= Beginning of Section =

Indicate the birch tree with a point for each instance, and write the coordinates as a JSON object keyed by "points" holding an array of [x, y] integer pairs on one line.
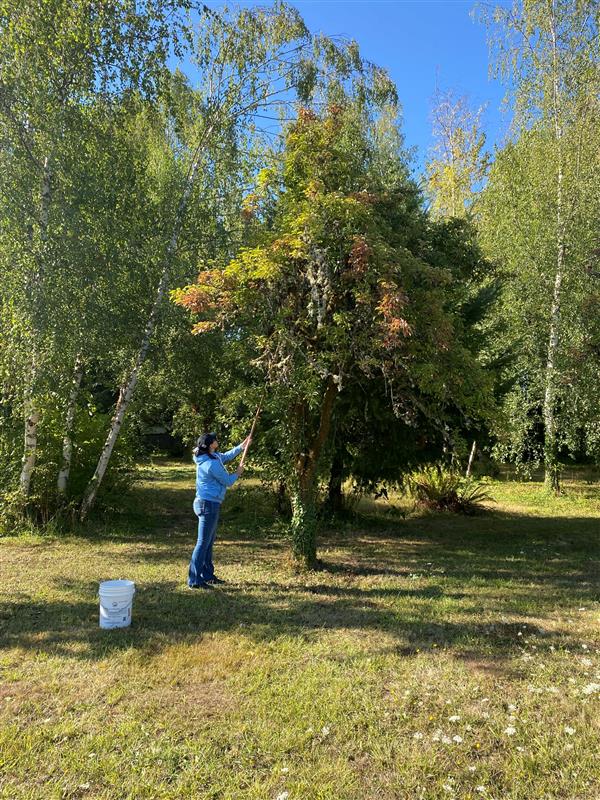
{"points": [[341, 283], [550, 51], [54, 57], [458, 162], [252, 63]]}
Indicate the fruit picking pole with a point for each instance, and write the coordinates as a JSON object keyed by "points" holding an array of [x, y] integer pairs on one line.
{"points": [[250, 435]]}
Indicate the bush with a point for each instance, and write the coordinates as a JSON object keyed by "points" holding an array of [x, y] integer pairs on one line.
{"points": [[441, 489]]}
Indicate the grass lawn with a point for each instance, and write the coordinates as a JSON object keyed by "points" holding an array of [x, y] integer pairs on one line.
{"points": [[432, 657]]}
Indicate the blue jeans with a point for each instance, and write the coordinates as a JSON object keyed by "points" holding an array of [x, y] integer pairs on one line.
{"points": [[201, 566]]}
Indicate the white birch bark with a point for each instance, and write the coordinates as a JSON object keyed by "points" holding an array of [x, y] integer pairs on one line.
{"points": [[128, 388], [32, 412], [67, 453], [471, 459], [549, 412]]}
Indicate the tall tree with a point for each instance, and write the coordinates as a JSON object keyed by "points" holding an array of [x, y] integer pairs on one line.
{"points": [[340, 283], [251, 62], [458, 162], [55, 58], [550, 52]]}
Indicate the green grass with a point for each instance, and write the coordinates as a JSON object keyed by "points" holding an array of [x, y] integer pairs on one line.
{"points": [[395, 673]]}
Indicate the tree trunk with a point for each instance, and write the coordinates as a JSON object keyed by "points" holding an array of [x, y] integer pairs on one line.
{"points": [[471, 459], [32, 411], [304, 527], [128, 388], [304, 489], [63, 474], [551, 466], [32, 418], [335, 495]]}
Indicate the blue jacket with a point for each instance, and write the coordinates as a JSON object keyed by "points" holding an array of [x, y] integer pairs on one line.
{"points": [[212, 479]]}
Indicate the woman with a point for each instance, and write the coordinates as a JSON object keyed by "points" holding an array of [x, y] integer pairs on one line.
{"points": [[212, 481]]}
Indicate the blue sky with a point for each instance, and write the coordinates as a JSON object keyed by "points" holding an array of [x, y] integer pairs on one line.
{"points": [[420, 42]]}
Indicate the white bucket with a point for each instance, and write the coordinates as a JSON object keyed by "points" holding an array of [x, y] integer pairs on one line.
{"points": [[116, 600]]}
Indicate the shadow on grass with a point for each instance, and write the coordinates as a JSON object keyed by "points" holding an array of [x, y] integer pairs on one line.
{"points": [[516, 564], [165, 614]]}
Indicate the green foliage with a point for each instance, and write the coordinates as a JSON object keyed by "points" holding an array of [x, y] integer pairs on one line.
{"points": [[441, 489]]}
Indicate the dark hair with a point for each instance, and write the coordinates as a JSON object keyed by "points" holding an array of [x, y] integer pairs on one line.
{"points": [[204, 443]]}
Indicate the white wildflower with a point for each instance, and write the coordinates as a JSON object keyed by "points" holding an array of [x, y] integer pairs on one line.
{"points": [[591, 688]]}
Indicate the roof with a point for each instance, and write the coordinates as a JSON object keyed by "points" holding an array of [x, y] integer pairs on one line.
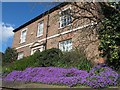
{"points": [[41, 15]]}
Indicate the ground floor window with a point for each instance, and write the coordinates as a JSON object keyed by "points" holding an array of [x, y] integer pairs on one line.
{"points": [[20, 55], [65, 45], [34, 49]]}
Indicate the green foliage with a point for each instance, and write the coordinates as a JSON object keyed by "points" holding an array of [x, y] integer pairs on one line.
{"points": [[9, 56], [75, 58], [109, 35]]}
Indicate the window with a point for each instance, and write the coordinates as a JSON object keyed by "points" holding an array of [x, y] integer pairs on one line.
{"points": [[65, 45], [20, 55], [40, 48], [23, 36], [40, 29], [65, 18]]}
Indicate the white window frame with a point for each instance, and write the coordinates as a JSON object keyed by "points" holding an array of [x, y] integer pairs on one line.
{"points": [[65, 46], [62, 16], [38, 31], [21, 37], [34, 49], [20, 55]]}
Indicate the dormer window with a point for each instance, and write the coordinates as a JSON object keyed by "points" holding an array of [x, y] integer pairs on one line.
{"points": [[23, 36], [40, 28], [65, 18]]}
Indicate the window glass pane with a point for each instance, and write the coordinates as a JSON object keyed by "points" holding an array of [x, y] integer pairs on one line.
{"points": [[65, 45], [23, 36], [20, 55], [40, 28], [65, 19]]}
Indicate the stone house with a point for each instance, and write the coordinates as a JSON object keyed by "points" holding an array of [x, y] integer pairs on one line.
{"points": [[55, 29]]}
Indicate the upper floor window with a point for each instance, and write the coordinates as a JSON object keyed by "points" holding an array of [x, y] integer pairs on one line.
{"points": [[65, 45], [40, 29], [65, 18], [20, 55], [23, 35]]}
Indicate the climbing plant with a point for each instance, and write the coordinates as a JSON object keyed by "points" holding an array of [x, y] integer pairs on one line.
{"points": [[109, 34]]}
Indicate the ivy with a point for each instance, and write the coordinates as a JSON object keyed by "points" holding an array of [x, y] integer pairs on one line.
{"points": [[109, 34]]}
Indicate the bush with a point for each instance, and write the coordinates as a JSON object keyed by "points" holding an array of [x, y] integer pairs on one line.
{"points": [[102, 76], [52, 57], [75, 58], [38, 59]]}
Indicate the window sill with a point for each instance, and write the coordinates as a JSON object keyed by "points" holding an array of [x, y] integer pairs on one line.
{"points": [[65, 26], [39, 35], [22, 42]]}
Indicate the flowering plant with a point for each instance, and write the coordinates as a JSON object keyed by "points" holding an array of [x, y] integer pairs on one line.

= End of Section =

Task to carry out: Please set down the whole listing exactly, apart from the pictures.

Answer below:
Indicate the birch tree with a point for each instance, and write the coordinates as a JSON object keyed by "points" holding an array of [x, y] integer pairs on one line.
{"points": [[341, 283], [550, 51], [54, 57], [458, 162], [252, 63]]}
Indicate the fruit picking pole with a point for each instance, and write the coordinates as a JSON object keyed by "points" holding an array of [x, y] integer pairs on one line.
{"points": [[250, 435]]}
Indicate the bush with a point for each instance, and write the coordinates as a JSON object keyed by "points" holding an array of [x, y] integer pairs on one line.
{"points": [[441, 489]]}
Indicate the grass lawn with a point for each instance, and write the coordinates as a JSON object keyed by "points" holding an array of [x, y] integer pairs on one line.
{"points": [[432, 657]]}
Indicate the blue jeans with a point for each instance, and write the coordinates as a JSON object keyed by "points" holding an array of [x, y] integer pairs on one line.
{"points": [[201, 566]]}
Indicate the white birch bark with a point for each instance, and write the coordinates as a JSON object keyed by "points" holding an array of [x, y] integer pairs on one line.
{"points": [[128, 388], [32, 412], [67, 453], [471, 459], [549, 412]]}
Indicate the tall tree with a point for each instance, and write the coordinates as a JSON object keyed by "points" holding an array of [x, y] integer pairs on one line.
{"points": [[340, 283], [251, 62], [458, 162], [55, 58], [550, 52]]}
Indicate the green grass with a point for each instance, and write the coordinates as a JSON object keyed by "points" holding an array of [x, y] integer pairs on one line.
{"points": [[395, 673]]}
Indicate the tree trunk with a point for each instance, and write the coordinates as a JSON object keyed by "points" holding an array of [x, y] integer pairs on one line.
{"points": [[471, 459], [32, 411], [304, 527], [128, 388], [304, 489], [63, 474], [551, 466], [32, 418], [335, 495]]}
Indicate the blue jacket with a point for each instance, and write the coordinates as a JSON object keyed by "points" holding an array of [x, y] integer pairs on one line.
{"points": [[212, 479]]}
Indicate the woman with a point for each instance, and write the coordinates as a JSON object keyed by "points" holding an array of [x, y] integer pairs on one line.
{"points": [[212, 481]]}
Indicate the blue sky with a point for each instance, and write the coordinates as a JSON object keyed by "points" holding an array of [x, y] integer pairs on one line.
{"points": [[420, 42]]}
Indicate the white bucket with a point for each instance, and write the coordinates as a JSON object keyed by "points" holding an array of [x, y] integer pairs on one line.
{"points": [[116, 600]]}
Indicate the shadow on grass with a point for each instance, and write the coordinates as a JSON object keyed by "points" holding an array of [x, y] integer pairs on one line.
{"points": [[516, 564], [165, 614]]}
Indicate the green foliage with a point for each instance, and write the coordinates as a JSON object keyed by "points" holding an array of [x, y] integer pairs on one line.
{"points": [[441, 489]]}
Indicate the dark hair with a point for each instance, and write the coordinates as a JSON object keyed by "points" holding an array of [x, y] integer pairs on one line.
{"points": [[204, 443]]}
Indicate the white wildflower with a point for each instance, and write the coordinates as a JSON object keyed by "points" holding an array of [x, y] integer pairs on one line.
{"points": [[591, 688]]}
Indicate the roof with a point for each instance, and write the coordinates as a JSON object keyed by "points" holding an array of [x, y] integer pairs on one line.
{"points": [[41, 15]]}
Indicate the ground floor window with a point for each instance, and write the coordinates as a JSON object keyed by "points" holding an array of [x, y] integer pairs on one line.
{"points": [[20, 55], [65, 45], [34, 49]]}
Indicate the green foliage with a point for each instance, and write the coordinates as a JSON object keyed by "points" holding an array of [x, y] integer pairs on one line.
{"points": [[9, 56], [75, 58], [109, 35]]}
Indicate the window with a point for each instance, and write the coordinates as a JSON object keyed by "points" holding an array of [x, y] integer pairs on one line.
{"points": [[65, 45], [20, 55], [40, 48], [23, 36], [40, 29], [65, 18]]}
Indicate the white window frame with a point for each instance, and write the coordinates as a JSON object keyed by "points" holding an array of [x, y] integer pairs on one line.
{"points": [[65, 46], [62, 16], [38, 31], [21, 37], [34, 49], [20, 55]]}
Indicate the dormer window with a point for each instance, and write the coordinates as a JSON object keyed by "points" holding an array of [x, y] integer pairs on one line.
{"points": [[23, 36], [40, 28], [65, 18]]}
Indicate the window glass pane with a point for each instance, and write the coordinates as a JSON object keyed by "points" holding an array of [x, y] integer pairs on one line.
{"points": [[65, 45], [23, 36], [20, 55], [40, 28], [65, 19]]}
Indicate the stone house with a point for each instance, and write the coordinates as a JSON object keyed by "points" holding an array of [x, y] integer pairs on one line.
{"points": [[55, 29]]}
Indicate the upper floor window with a point for each instance, and write the coordinates as a JSON object keyed by "points" holding an array of [x, y] integer pairs on one line.
{"points": [[65, 45], [40, 29], [65, 18], [20, 55], [23, 35]]}
Indicate the climbing plant with a point for each instance, and write the coordinates as a JSON object keyed by "points" holding an array of [x, y] integer pairs on one line.
{"points": [[109, 34]]}
Indicate the ivy with a point for each instance, and write the coordinates as a JSON object keyed by "points" holding an array of [x, y] integer pairs on one line.
{"points": [[109, 34]]}
Indicate the bush with a point for each instance, and write the coordinates as a JSON object keyed by "points" holding an array of [x, y] integer pairs on one line.
{"points": [[102, 76], [52, 57], [75, 58], [38, 59]]}
Indicate the window sill with a point for each instance, and write the coordinates as a JSON object keyed by "points" holding an array of [x, y] integer pairs on one line.
{"points": [[65, 26], [39, 35], [22, 42]]}
Indicate the flowering plant with a point for each instance, and write the coordinates as a JSON object keyed by "points" holding an array of [x, y] integer pairs on one line.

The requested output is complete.